:: Alıntı ::

Bugünkü Yazarlar Tüm Yazarlar
Adnan İSLAMOĞULLARI
Adnan İSLAMOĞULLARI

Orta Doğu’nun kolpaçinosu

Dışişleri Bakanı Ahmet Davutoğlu birkaç ay evvel CNN Türk’te yaptığı bir konuşmada, “Suriye’de Türkiye’nin dediği oluyor, yakında tüm dünyada Türkiye’nin dediği olacak” demişti.
Ardından Suriye, Türk askerî jetini düşürdü.
Reyhanlı’daki bombalama eyleminde 51 vatandaşımız hayatını kaybetti.
Davutoğlu “Suriye ile savaş dahil her türlü senaryoya hazırız” diyor.
İki taraflı bir okuma mı yapmamız gerekiyor acaba?
Yani, “Sabırlı olun, bu gördüklerinizin aslı astarı yok, Türkiye için hiçbir tehlike yok, her şey kontrolümüz altında” mı diyor Davutoğlu, yoksa, Suriye’nin kuzeyinde oluşan ve Kamışlı’yı başkent ilan eden Kürt özerk bölgesi, Suriye’de akan oluk oluk kan, Kürt liderlerin, içine Türkiye’nin neredeyse üçte birini de alan Büyük Kürdistan beyânatları, BDP’lilerin Türkiye’de bir iç savaşı ‘istemedikleri’ ama Türkiye, Kuzey Suriye’ye müdahale ederse ‘istemedikleri’ şeylerin muhtemel olduğunu ifade eden aba altından demeçleri, PKK’lıların ellerinde silahları piknik yapa yapa Kandil’e yürüyüşleri, medya üzerinde oluşturulan sansür de mi Davutoğlu’nun kontrolü altında?

:: Kayıtlı Bilgiler ::
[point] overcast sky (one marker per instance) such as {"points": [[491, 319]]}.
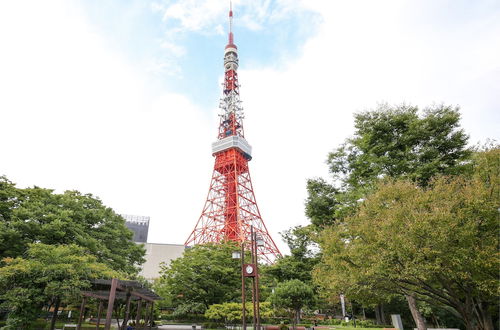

:: Görev Ayrıntıları ::
Davutoğlu’nun Suriye politikasını sorgulayan köşe yazısını, son cümlesinden sonrasını yazarak sürdürün.

:: Yanıt Olarak ::
Hangi veçhesinden okuyacağız ve anlayacağız Davutoğlu’nun, “Suriye’de Türkiye’nin dediği oluyor, yakında tüm dünyada Türkiye’nin dediği olacak” sözlerini?
Meselâ, Reyhanlı’da olanlar da mı Davutoğlu’nun kontrolü altında?
Hangi veçhesinden anlarsanız anlayınız, Davutoğlu’nun söylediklerinin dış politikada güven veren bir karşılığı yok?
Elinde yanan ateş, Orta Doğu’daki benzinliğin etrafında oyun oynuyor Davutoğlu.
Oynadığı oyunun adı ‘Stratejik Derinlik’.
Yazdığı kitaba Orta Doğu’yu sığdırmaya çalışıyor, “Ben böyle yazdım, böyle olması gerekiyor” diyor.
Oldukça parlak bir akademik kariyere sahip olan Davutoğlu’nun ‘Murphy Kanunları’nı bilmiyor olması imkânsız.
Murphy Kanunları’ndan birisi şöyle der:
“Siperlerinizi derin kazınız, fakat, yeterinden fazla derin kazarsanız da içinde kalırsınız”.
Korkarım ki, Davutoğlu’nun ve AKP hükümetinin Suriye politikaları kazdıkları derin siperlerin içinde kalmakla neticelenecek.
Çünkü, daha da önemli bir hâriciye siyâseti prensibini görmezden geliyorlar:
“Tezleriniz gücünüzle doğru orantılı olmalıdır”.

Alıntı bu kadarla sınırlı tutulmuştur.